Exercise goal →
Repeat the whole listing below, word for word.

Record set →
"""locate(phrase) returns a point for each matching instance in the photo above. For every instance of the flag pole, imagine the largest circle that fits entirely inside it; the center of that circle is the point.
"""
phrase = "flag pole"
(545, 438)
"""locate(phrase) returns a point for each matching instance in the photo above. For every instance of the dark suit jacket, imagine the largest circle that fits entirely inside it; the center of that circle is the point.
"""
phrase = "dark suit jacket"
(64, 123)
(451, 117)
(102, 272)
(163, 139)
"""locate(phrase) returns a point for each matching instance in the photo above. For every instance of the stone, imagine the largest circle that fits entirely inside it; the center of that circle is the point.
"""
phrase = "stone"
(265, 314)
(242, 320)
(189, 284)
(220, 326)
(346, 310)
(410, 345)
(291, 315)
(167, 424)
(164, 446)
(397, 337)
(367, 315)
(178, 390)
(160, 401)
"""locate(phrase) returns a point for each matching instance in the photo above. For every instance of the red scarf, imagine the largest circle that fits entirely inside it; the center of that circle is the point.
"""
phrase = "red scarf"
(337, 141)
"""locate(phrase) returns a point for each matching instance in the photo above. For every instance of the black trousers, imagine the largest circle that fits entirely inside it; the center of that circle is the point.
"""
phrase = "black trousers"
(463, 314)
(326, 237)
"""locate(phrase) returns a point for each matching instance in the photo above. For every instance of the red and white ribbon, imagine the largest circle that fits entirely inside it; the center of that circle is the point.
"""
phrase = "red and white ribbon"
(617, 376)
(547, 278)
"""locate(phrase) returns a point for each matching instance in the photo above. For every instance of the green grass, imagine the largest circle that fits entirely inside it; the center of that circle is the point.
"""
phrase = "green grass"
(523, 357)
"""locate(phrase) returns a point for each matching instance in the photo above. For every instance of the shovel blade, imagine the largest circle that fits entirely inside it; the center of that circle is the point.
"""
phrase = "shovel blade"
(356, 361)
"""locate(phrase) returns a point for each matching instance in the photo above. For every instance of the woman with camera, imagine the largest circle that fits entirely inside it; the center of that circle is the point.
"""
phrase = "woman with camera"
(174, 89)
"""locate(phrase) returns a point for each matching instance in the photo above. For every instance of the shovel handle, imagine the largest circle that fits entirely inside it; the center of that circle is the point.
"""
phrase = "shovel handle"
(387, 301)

Task output →
"""locate(phrase) returns a point for each matching instance in the photo above. For every instance of the flag pole, imagine the largest circle that fits entirely inside it; the center of that circle is the point.
"""
phrase = "flag pole"
(545, 438)
"""locate(phrase) returns a point for each matching instance in the photo above. For every instance of the dark suit jacket, imagine the largest circle that fits entirely inside it; the center of that circle is the point.
"""
phrase = "dark suit jacket"
(64, 123)
(451, 117)
(102, 272)
(163, 139)
"""locate(phrase) returns a point for each matching instance in the photo above. For every instance of the stone, imagine the largest circle that fits entirely inside it; the center of that circle is the point.
"""
phrase = "stone"
(265, 314)
(242, 320)
(189, 284)
(220, 326)
(346, 310)
(410, 345)
(291, 315)
(167, 424)
(164, 446)
(397, 337)
(367, 315)
(178, 390)
(160, 401)
"""locate(phrase) returns a point for each matching instance in the photo above. For every instance of the red scarf, imagine the largest circle that fits entirely inside it; the center of that circle is the point.
"""
phrase = "red scarf"
(337, 141)
"""locate(phrase) returns a point for each matching instance in the photo above. For every instance of the black trousers, imagine the largest circle that fits entirely inside it; the center of that circle is the point.
"""
phrase = "black trousers"
(463, 314)
(326, 237)
"""locate(phrase) returns a point for each matching instance in the photo above. For every instance of the red and white ribbon, imagine the largest circle that fits entirely inside it; the center of that circle is the point.
"""
phrase = "red and white ribbon"
(617, 376)
(547, 278)
"""locate(phrase) returns a point for each matching instance in the photo above. For every instance of the green grass, imagine the largest circle that fits entirely inside it; the center of that circle is the point.
"""
phrase = "green grass"
(523, 357)
"""locate(phrase) returns a point for each matching instance in the photo above. For every instance of the shovel blade, imagine the largest circle that fits entirely inside it; the center of that circle is the point.
"""
phrase = "shovel blade"
(356, 361)
"""locate(phrase) returns a point for each matching instance in the photo above. For every instance of the woman with camera, imagine the largest circle that fits entirely inside it; the center of that circle is the point.
"""
phrase = "woman with camera"
(174, 89)
"""locate(phrase) returns a point for each matching instance in the photo above. For every instance of the shovel handle, imagine the largest circle that fits entirely inside it; the center of that circle is the point.
"""
phrase = "shovel handle"
(387, 301)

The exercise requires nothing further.